[Excerpts of location labeling material]
***

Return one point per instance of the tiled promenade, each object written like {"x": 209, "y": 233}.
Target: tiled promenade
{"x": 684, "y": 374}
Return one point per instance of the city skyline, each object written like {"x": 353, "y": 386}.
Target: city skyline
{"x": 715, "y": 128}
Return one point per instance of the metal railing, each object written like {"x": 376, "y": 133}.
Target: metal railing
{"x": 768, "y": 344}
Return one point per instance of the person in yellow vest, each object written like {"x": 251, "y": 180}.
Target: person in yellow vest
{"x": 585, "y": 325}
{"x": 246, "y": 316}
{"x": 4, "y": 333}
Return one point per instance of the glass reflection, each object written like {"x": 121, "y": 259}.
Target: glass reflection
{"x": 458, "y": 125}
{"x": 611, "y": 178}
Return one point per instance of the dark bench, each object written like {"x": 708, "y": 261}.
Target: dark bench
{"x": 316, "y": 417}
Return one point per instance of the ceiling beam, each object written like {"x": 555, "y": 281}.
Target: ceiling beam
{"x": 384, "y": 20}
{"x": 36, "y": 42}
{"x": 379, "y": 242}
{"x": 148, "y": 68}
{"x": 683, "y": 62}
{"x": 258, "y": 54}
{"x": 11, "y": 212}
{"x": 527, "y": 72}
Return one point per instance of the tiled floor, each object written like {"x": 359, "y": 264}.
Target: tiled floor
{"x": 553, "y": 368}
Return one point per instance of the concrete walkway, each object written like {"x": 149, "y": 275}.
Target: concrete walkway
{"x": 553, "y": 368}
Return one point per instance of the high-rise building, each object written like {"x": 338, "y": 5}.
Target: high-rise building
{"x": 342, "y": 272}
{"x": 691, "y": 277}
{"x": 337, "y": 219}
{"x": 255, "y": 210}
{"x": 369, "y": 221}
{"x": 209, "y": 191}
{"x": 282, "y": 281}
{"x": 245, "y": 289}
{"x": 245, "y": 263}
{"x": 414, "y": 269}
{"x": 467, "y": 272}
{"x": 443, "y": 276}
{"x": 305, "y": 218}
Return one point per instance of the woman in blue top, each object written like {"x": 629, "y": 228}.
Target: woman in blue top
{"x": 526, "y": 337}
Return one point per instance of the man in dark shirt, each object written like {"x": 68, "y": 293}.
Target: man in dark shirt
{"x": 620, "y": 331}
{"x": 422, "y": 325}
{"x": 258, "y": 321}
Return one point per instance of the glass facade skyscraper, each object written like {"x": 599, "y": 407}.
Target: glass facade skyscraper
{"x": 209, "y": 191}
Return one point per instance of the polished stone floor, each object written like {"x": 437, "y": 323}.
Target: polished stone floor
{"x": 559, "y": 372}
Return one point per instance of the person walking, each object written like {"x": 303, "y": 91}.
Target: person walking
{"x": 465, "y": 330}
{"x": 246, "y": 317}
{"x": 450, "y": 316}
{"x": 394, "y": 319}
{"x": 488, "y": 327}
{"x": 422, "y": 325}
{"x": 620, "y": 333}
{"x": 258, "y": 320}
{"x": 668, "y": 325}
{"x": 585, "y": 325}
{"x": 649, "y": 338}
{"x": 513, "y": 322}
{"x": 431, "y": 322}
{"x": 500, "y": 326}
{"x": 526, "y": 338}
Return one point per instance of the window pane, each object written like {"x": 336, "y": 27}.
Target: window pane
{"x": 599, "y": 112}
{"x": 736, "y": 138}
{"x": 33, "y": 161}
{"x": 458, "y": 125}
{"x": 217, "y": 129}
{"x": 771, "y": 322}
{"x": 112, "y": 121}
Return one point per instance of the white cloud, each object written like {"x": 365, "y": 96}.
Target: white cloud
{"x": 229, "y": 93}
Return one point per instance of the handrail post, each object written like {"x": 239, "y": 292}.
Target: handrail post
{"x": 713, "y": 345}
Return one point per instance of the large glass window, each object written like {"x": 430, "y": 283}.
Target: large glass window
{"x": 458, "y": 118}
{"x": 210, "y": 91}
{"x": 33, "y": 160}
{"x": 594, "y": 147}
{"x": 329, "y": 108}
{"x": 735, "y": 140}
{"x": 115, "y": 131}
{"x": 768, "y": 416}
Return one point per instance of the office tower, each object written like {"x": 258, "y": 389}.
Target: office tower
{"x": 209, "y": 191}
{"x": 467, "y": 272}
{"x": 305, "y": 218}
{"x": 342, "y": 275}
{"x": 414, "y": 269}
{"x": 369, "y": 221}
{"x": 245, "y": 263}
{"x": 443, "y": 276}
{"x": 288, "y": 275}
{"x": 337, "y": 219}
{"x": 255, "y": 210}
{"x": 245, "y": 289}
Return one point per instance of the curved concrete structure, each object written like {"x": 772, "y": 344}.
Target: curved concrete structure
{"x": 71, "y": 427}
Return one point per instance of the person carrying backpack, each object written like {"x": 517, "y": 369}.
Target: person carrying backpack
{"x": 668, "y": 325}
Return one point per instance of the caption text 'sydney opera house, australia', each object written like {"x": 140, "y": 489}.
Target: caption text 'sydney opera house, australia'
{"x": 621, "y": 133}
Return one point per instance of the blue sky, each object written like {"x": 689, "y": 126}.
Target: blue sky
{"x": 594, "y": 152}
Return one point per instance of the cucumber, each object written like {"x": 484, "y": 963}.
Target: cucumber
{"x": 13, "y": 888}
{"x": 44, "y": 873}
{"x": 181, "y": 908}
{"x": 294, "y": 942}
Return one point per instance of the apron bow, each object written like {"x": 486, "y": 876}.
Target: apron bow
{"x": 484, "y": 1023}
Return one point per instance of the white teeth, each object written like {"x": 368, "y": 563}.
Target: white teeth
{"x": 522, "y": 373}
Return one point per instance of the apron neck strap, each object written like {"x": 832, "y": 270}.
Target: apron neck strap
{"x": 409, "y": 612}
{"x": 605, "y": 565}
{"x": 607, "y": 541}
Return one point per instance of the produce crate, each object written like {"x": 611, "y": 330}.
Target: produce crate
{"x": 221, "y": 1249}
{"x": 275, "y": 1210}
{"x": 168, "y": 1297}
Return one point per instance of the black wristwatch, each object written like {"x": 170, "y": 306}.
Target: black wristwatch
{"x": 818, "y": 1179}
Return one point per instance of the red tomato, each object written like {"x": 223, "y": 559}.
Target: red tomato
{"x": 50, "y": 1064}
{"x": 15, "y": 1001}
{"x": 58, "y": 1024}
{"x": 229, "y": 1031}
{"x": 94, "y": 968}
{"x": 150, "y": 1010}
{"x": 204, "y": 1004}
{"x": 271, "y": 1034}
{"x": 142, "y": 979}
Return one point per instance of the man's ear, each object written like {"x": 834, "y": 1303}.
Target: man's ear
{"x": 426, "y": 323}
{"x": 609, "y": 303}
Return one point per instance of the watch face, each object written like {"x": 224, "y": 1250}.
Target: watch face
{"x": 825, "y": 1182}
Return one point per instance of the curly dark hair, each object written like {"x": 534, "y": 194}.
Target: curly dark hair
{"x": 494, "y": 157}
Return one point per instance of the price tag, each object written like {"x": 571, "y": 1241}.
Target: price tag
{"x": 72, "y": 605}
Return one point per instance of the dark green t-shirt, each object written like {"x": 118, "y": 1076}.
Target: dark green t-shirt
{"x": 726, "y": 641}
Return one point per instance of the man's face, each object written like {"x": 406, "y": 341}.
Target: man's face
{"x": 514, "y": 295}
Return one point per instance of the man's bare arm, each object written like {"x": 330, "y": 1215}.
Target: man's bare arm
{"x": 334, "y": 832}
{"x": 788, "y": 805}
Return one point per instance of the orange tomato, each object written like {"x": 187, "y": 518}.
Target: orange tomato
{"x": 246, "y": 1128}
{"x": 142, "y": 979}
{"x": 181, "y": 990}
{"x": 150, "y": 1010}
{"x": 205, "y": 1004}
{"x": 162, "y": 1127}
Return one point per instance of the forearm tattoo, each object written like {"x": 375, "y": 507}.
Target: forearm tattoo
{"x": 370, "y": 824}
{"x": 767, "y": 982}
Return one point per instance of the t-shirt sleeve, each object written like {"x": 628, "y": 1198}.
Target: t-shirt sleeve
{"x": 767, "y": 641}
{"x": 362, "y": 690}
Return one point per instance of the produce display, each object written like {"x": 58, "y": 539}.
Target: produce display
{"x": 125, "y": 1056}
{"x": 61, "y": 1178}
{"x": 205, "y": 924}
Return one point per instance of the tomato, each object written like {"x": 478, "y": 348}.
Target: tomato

***

**PROMPT**
Could you rewrite the material from the line with "Return one point per instance of the produce display, each" through the end of the material, switching "produce display" to "vegetable stand" and leaving everything else unchanged?

**SOLVED PROBLEM**
Return one point per instance of the vegetable stand, each object written like {"x": 58, "y": 539}.
Target: vegetable stand
{"x": 125, "y": 1056}
{"x": 61, "y": 1178}
{"x": 205, "y": 924}
Return one point per instance of the tomato, each object written like {"x": 478, "y": 348}.
Target: tomato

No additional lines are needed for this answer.